■ Provided entries ■
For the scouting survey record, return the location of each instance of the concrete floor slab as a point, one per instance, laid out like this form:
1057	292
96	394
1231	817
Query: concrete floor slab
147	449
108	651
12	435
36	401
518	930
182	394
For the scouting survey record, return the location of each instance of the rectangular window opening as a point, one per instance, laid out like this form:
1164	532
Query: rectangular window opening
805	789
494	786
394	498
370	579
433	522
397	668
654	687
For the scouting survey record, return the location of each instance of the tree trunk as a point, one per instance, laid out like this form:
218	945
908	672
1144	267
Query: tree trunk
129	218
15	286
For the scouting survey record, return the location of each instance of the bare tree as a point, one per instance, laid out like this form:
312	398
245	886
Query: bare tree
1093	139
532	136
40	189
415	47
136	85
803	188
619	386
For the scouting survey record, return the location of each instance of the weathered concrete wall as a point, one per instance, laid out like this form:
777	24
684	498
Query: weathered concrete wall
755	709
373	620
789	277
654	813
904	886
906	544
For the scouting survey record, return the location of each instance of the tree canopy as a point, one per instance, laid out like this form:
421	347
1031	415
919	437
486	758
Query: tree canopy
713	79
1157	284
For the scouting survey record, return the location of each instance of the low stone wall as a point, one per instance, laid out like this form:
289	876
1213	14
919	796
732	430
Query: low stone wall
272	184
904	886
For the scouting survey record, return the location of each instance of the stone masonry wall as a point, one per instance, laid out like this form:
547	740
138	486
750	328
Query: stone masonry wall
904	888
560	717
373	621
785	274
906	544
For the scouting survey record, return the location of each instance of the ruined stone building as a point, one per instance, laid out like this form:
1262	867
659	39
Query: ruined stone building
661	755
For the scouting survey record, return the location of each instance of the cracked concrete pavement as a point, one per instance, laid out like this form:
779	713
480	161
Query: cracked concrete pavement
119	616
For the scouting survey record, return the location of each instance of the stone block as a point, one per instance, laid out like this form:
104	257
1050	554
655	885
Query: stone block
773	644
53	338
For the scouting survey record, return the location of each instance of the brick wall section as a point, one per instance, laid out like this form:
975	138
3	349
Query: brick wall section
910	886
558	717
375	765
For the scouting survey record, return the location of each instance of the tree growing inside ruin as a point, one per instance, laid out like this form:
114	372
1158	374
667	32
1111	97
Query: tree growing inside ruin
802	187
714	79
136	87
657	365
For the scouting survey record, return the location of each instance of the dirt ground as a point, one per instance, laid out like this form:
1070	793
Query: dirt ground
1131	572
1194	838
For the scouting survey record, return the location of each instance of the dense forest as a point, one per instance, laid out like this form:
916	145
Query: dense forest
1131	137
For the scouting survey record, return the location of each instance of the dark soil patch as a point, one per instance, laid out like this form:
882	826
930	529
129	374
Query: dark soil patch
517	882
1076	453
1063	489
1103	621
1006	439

■ What you are asked to do ■
Please reproduce the records above in their entirety, exactly as given.

■ Exercise answer ■
For the scouting survey record, return the location of each instance of the concrete floor slab as a point, one per instance, laid out like this form:
1057	292
96	394
1231	817
Query: concrete floor slab
147	449
108	651
12	435
36	401
518	930
182	394
For the scouting survey record, return the location of each instance of the rectangular window opening as a point, one per instance, laid out like this form:
1164	532
Query: rectangular window opening
805	789
494	786
394	498
370	579
433	522
397	668
654	687
For the scouting survey record, return the location of each instance of the tree trunk as a point, one per instance, laid out like this form:
218	945
908	672
1144	267
Query: tree trunk
129	218
15	286
For the scouting survey record, return the location of each instance of the bare tree as a point, one per instance, laid out like this form:
312	398
245	886
Query: bare tree
1093	139
532	136
40	189
415	47
136	85
803	188
619	386
For the scouting survey record, return the location of each instance of the weathered concrete wall as a point, one per instance, laid out like this form:
777	24
684	498
Query: weathered concrete wall
755	709
373	620
789	277
654	813
904	886
906	544
For the scouting survey record, return the location of each instance of the tree canopy as a point, one per instance, laid out like this form:
421	347
1031	415
919	437
486	758
Query: tree canopy
713	79
1157	284
For the scouting survey record, return the location of each instance of the low stone wall as a point, one per instance, laid out like this form:
289	876
1213	14
919	796
732	430
Query: low stone wall
272	184
904	886
For the scouting survey record, return the location of each instance of the stone masonry wall as a point, one per instance, laid out like this form:
547	740
138	486
750	328
Query: stone masonry wall
904	888
560	717
373	621
785	274
906	544
For the scouting survey record, return the location of each instance of the ruined stone building as a point, one per instance, laid out like this form:
1262	867
659	39
Query: ruined stone building
661	755
For the scouting survey record, return the location of each instance of the cracked concrete pavement as a point, one per instance, laid out like this form:
779	713
480	161
Query: cracked concrete pavement
119	616
For the scouting survey record, return the location of each instance of the stone block as a point, one per instance, laid out like this form:
104	257
1050	554
655	885
Query: stone block
773	644
53	338
For the scouting survey record, return the location of each instance of the brick wall section as a point, one per instance, laid out like this form:
975	138
3	349
Query: brick wall section
910	886
558	717
375	765
For the scouting survey record, return the location of each instance of the tree growing inside ruin as a point, one per instance, laid out like this form:
114	372
1158	374
667	32
1111	97
Query: tree growing inside ruin
802	187
714	79
136	87
657	365
For the scouting survey record, return the location of each instance of the dirt ground as a point, one per instance, laid out like this form:
1070	793
Query: dirt ground
1131	572
1194	838
For the scouting survey record, return the location of each instance of the dense forest as a point, one per instance, laid out like this form:
916	145
Query: dense forest
1131	137
For the scouting survey record, return the location of each instance of the dark soil patch as a point, one per instance, laid out like this form:
882	826
930	529
129	374
Query: dark soil patch
517	882
1076	453
1063	489
1103	621
1006	439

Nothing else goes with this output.